((

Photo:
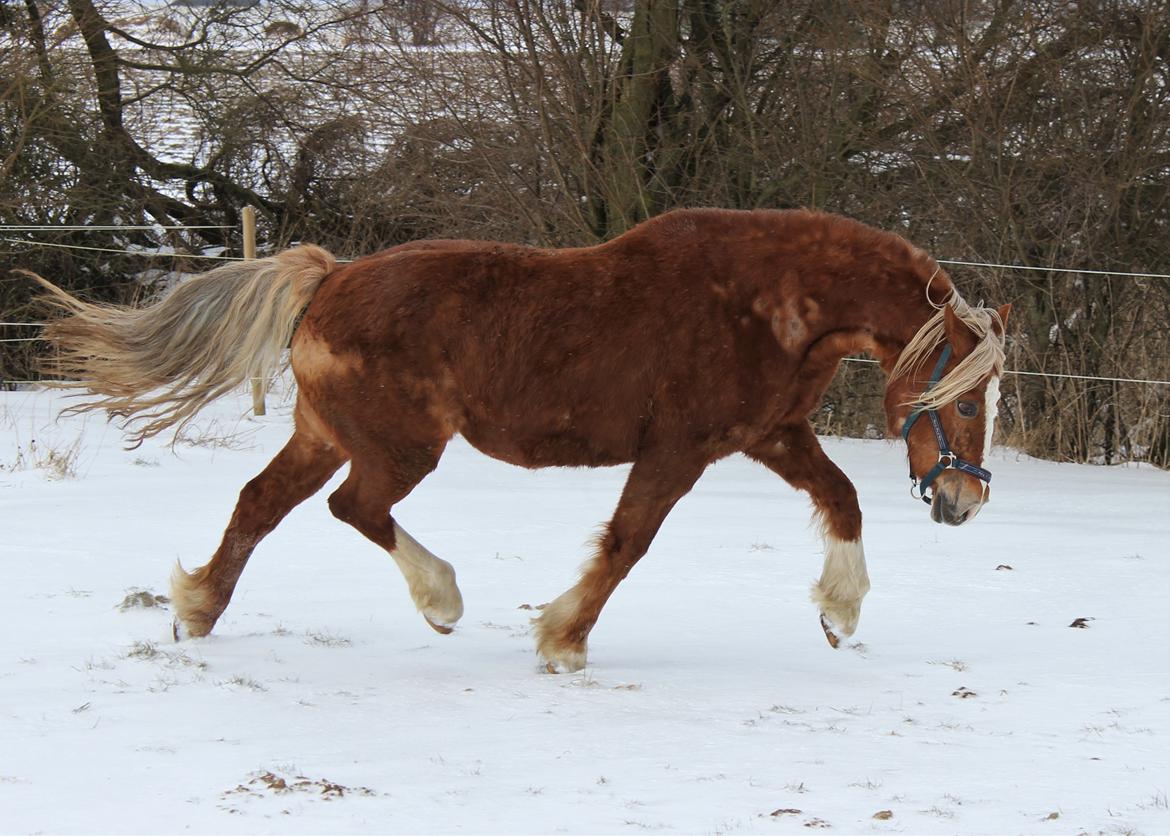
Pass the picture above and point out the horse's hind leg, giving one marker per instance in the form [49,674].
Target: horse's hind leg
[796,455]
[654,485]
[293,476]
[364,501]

))

§ TRY IT
The answer must be exactly the lines from the one containing "Pass the picture" through the final line of the data, both ends included, and nothing else.

§ EXERCISE ANSWER
Pass the picture above and point out the horse's hind leg, giving one marker per instance in the form [49,674].
Target: horse's hind leg
[796,455]
[654,485]
[293,476]
[364,501]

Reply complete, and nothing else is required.